START DATA UNDER STUDY
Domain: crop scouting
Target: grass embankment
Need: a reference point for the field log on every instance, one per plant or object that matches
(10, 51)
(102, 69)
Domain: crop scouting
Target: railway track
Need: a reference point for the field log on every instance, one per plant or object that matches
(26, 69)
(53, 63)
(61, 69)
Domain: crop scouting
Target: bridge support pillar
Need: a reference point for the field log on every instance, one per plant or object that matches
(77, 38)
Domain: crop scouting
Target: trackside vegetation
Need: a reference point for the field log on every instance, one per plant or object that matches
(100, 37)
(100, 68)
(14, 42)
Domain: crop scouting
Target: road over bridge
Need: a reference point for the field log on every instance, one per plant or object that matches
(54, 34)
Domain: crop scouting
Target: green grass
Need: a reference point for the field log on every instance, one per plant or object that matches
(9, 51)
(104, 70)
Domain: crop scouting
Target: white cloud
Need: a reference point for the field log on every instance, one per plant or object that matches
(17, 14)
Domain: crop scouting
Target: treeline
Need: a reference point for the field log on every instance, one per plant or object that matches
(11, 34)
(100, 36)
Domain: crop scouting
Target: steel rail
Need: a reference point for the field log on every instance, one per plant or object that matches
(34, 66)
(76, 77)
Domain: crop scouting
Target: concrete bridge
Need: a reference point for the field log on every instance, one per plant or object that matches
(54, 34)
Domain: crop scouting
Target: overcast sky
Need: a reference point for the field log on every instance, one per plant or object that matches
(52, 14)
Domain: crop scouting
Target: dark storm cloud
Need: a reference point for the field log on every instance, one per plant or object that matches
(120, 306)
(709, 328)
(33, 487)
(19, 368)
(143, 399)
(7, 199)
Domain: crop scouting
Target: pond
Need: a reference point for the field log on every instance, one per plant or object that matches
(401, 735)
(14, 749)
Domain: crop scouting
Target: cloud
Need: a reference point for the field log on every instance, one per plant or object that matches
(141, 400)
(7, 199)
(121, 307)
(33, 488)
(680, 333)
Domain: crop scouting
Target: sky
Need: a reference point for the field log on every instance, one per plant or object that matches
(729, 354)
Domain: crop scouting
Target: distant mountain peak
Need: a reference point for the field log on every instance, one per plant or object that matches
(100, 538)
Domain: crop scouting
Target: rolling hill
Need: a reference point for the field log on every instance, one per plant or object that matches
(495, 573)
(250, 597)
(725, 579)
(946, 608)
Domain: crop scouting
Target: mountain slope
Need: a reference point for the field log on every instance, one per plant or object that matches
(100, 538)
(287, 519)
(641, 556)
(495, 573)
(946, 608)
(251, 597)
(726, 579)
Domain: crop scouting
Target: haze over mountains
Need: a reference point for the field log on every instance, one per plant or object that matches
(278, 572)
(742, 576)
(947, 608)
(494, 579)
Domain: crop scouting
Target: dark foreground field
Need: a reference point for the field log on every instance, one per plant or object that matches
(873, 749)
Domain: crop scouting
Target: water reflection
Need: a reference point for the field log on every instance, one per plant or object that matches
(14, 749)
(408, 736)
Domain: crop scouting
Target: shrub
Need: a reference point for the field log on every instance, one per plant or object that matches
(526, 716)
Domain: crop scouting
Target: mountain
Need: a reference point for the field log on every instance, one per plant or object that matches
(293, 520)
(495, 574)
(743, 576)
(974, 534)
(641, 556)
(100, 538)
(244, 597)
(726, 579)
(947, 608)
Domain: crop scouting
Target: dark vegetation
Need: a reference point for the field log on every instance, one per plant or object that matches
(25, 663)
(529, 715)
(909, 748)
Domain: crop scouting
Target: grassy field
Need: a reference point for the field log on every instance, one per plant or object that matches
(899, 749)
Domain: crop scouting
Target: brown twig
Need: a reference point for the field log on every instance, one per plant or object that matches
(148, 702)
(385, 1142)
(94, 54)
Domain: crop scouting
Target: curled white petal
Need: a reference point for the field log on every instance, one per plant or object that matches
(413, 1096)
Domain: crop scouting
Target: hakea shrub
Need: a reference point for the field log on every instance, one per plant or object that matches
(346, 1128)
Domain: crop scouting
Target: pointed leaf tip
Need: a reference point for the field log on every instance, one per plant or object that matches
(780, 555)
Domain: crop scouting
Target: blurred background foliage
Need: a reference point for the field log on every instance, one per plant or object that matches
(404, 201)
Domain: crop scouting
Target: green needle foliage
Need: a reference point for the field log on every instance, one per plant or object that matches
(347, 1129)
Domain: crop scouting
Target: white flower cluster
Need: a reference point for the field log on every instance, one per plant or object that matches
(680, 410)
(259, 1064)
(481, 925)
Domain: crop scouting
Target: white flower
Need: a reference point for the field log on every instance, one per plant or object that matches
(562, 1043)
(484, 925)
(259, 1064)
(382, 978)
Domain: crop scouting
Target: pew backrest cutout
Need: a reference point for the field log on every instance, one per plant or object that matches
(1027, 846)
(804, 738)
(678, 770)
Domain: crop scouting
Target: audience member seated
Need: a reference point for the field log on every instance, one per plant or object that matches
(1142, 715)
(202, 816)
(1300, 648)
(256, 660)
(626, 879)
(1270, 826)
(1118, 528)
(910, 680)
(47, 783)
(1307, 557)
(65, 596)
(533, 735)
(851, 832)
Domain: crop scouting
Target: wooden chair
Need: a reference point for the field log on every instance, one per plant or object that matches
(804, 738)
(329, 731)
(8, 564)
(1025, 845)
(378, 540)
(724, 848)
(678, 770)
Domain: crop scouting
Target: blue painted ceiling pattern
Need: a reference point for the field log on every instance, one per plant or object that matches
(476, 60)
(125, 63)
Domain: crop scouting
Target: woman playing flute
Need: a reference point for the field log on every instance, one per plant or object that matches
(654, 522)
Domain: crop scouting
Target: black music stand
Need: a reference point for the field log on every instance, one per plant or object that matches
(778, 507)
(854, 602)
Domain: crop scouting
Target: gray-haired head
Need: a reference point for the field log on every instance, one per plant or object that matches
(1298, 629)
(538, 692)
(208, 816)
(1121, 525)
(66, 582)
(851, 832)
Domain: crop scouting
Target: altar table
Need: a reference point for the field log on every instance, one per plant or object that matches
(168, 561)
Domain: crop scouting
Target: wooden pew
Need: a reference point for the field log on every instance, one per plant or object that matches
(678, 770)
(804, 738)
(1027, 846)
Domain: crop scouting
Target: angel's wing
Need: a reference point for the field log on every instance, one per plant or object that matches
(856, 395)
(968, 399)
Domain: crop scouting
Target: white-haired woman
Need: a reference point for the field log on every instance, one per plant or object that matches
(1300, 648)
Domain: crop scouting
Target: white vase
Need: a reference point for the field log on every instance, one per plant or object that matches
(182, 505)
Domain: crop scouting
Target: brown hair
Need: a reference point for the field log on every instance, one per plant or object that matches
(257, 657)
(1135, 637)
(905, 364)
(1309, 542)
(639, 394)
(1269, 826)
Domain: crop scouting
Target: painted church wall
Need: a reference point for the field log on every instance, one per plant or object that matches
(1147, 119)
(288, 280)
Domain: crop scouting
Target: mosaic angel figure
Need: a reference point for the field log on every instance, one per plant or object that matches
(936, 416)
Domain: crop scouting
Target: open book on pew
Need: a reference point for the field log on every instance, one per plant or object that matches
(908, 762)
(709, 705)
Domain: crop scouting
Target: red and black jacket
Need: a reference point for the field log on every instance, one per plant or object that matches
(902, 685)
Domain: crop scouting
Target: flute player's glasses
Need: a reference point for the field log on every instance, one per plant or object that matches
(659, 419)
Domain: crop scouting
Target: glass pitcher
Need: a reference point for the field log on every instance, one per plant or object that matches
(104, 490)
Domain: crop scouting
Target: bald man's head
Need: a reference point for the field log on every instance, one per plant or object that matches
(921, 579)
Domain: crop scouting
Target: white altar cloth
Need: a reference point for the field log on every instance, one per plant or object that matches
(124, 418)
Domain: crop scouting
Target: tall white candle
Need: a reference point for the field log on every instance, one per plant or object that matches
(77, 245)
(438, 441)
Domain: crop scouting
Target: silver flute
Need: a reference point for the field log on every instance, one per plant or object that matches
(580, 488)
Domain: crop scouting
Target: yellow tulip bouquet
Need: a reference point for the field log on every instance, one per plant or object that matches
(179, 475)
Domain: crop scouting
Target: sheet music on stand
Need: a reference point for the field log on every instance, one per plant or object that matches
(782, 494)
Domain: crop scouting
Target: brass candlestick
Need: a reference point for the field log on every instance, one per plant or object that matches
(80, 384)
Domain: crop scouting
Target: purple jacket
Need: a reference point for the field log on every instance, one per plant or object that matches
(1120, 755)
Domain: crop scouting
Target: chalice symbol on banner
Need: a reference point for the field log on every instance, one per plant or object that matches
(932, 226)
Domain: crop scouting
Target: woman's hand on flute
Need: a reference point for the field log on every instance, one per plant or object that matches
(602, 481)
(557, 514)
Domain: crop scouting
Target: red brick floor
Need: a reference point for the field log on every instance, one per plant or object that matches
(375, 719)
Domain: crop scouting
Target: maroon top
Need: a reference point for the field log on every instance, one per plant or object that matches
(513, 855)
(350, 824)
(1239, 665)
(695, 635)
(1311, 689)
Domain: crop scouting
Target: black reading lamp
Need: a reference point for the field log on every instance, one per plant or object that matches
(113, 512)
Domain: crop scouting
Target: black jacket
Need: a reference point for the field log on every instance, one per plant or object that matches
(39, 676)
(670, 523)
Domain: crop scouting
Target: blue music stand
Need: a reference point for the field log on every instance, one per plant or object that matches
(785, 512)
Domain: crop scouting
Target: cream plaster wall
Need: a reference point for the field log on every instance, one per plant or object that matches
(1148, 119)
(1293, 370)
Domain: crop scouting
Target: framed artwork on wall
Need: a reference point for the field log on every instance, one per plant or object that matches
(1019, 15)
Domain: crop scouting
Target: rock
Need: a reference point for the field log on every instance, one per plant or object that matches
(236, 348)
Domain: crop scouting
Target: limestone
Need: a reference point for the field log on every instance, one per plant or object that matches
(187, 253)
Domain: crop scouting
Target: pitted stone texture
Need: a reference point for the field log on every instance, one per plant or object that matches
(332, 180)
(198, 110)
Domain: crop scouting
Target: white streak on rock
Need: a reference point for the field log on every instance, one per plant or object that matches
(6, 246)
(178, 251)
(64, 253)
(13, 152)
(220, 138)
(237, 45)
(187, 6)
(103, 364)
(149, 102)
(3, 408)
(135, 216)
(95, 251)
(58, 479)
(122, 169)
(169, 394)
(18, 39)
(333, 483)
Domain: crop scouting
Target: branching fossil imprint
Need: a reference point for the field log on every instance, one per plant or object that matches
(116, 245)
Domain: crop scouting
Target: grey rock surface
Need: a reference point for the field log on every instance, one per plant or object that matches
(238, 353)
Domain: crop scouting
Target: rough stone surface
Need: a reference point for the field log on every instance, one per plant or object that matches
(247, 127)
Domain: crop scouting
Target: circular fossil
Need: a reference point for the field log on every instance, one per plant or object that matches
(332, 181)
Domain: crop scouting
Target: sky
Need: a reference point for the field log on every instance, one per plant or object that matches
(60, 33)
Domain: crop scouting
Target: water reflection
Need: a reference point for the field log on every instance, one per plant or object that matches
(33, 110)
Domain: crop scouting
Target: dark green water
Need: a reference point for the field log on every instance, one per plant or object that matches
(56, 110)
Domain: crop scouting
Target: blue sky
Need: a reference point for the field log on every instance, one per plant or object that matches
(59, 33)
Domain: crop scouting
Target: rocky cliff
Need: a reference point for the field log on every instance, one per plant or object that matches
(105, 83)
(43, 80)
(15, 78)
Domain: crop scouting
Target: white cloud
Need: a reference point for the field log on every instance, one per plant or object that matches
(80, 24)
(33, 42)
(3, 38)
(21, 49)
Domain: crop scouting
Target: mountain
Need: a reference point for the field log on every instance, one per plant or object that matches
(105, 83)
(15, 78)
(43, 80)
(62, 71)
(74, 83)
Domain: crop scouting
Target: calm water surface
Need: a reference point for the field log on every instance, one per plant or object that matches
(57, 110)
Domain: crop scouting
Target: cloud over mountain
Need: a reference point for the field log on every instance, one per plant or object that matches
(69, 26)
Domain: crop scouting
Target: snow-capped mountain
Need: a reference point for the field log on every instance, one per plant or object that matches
END DATA UNDER STUDY
- _WHAT YOU SHOULD DO_: Set the lines down exactly as they stand, beginning at the one that contains "Target: circular fossil" and stopping after the last line of the entries above.

- _ANSWER BOX_:
Target: circular fossil
Need: a reference point for the field log on every instance, one per plant or object that matches
(332, 181)
Domain: crop scouting
Target: sky
Need: a reference point for the field log on every instance, one per plant or object that matches
(60, 33)
Domain: crop scouting
Target: water reflection
Need: a reference point for the field log on every instance, one per plant or object that matches
(33, 110)
Domain: crop scouting
Target: dark green water
Need: a reference point for the field log on every instance, one per plant or object that matches
(56, 110)
Domain: crop scouting
Target: blue sky
Need: a reference point for the field log on every instance, one per plant or object that matches
(59, 33)
Domain: crop scouting
Target: rocky cliff
Need: a reference point for the field log on every instance, one per plant or object that matches
(105, 83)
(43, 80)
(15, 78)
Domain: crop scouting
Target: white cloud
Need: a reference point for the field log on every instance, one per plant or object that matches
(80, 24)
(33, 42)
(3, 38)
(21, 49)
Domain: crop scouting
Target: mountain
Need: a reference point for the field log on every instance, one per plant or object that matches
(105, 83)
(15, 78)
(43, 80)
(62, 71)
(74, 83)
Domain: crop scouting
Target: calm water surface
Need: a reference point for the field log on every instance, one per plant or object that matches
(57, 110)
Domain: crop scouting
Target: cloud over mountain
Need: a reference point for the field log on every instance, one per plant or object that matches
(69, 26)
Domain: crop scouting
Target: snow-capped mountain
Need: a reference point for the field log on every instance, one per plant or object that matches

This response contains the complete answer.